→ **Quesito proposto**: Secondo il brano sulla lavanda dei piedi, a quale gesto è più simile quello della Maddalena?

→ **Brano di riferimento**:
=-=-=-=-=

Quando Cristo lava i piedi ai discepoli compie un gesto fuori da questi significati e da queste norme. Non corrisponde nemmeno al gesto del lavare i piedi ai po veri, che il Giovedì santo si ripete nelle basiliche.
Cristo lava i piedi di gente come lui, di poveri come lui. Non c’è ossequio e nemmeno umiliazione. Cosa significa lavare i piedi dei propri pari? Che significa lavare i piedi degli amici? Il gesto della lavanda dei piedi è qui disorientante rispetto ai codici tradizionali. Non corrisponde nemmeno al gesto della Maddalena, più simile a quello dell’amante o di chi presagisce la Passione prossima dell’altro.

=-=-=-=-=

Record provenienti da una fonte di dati

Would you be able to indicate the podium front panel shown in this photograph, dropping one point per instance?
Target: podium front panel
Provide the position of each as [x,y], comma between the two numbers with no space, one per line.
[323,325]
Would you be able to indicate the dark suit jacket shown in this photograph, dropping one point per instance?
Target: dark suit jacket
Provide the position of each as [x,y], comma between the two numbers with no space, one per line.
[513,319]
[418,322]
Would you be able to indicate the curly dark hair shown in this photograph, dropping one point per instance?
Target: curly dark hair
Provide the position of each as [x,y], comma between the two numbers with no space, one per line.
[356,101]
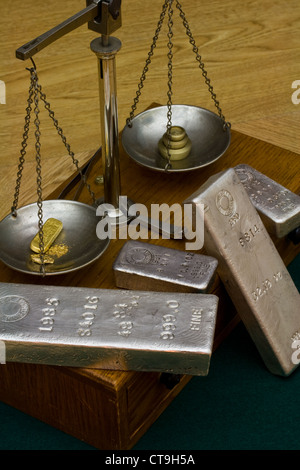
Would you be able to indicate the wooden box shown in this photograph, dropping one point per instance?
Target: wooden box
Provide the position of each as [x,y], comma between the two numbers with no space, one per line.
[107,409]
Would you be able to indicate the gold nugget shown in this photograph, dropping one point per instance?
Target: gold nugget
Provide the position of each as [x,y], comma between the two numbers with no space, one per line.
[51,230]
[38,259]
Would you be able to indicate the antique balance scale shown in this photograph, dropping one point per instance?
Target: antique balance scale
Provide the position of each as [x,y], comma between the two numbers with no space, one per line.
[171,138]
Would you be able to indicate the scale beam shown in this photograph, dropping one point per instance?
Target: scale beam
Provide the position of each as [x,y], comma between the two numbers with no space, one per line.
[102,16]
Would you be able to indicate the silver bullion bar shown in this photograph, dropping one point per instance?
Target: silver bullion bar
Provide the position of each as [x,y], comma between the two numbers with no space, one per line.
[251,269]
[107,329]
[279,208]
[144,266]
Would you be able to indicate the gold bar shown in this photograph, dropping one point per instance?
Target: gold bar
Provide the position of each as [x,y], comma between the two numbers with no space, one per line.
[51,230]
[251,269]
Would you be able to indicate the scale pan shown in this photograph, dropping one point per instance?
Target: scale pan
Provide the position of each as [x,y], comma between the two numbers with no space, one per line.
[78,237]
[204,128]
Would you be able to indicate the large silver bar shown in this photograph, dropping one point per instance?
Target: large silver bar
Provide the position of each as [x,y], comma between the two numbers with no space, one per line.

=-=-=-=-=

→ **Risposta**: A quello dell'amante o di chi presagisce la Passione prossima dell'altro.